WHAT IS NEEDED -
Scan the data. Collect each line that contains the word "beige".

GIVEN RECORDS -
[Start of section]
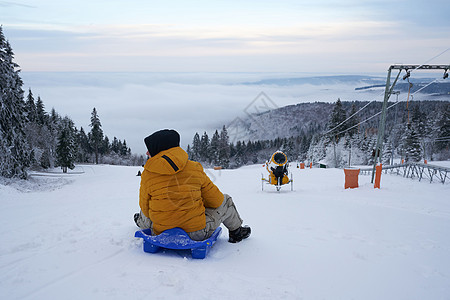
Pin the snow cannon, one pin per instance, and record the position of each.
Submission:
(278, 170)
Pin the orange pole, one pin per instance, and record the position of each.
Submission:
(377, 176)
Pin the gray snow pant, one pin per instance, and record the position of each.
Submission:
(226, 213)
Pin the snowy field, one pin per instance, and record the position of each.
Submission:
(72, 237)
[End of section]
[Start of section]
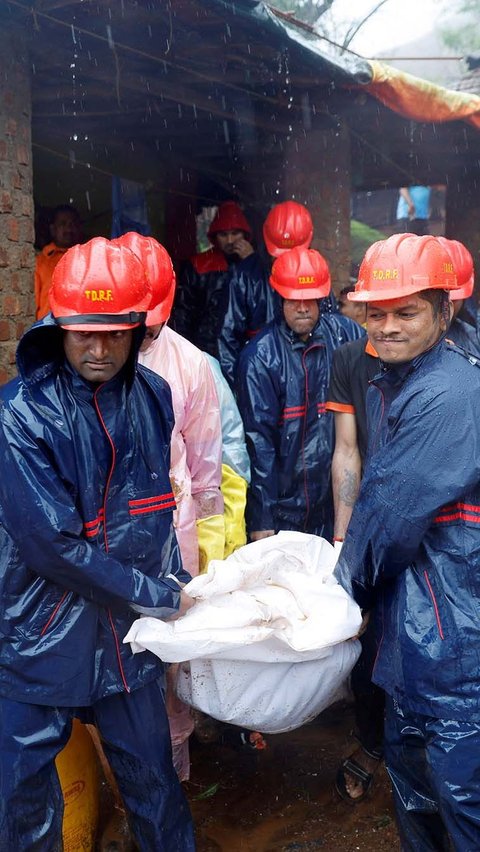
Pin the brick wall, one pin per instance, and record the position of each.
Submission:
[End of section]
[Start of section]
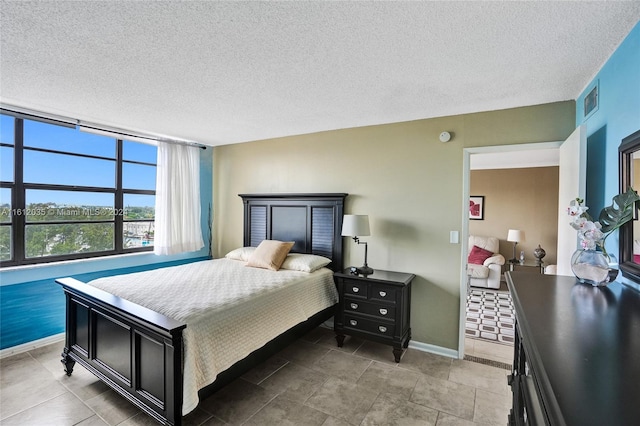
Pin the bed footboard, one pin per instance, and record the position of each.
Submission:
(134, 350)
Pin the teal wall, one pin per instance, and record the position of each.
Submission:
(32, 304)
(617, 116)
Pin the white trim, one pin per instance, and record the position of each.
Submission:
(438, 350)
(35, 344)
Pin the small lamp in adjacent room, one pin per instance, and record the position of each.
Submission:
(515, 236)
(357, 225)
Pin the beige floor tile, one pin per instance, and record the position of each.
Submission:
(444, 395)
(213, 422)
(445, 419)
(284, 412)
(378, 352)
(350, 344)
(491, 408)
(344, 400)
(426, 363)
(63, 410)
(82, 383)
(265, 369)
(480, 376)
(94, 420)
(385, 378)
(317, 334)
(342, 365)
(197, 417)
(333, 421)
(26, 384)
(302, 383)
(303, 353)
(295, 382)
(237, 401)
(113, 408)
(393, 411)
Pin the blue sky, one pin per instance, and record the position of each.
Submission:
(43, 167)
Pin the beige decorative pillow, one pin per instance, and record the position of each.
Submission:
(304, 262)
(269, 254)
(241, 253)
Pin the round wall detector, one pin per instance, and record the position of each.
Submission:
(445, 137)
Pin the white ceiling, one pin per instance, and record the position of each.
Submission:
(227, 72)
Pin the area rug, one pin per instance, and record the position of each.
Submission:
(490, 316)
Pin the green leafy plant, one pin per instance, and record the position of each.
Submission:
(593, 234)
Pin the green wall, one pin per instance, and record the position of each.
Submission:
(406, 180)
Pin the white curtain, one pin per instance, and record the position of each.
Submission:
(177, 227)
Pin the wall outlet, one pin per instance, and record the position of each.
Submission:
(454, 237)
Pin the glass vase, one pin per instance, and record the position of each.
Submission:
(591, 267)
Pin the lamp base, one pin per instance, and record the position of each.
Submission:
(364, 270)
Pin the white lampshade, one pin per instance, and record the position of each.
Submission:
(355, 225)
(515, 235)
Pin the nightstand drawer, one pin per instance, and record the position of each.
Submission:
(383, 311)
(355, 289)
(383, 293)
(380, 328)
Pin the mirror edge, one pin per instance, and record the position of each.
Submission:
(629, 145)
[End of section]
FINISHED TASK -
Pin the beige floor tile, one pin per instance, and record the position of each.
Pin the beige decorative pillow, one pin per instance, and record the position of each.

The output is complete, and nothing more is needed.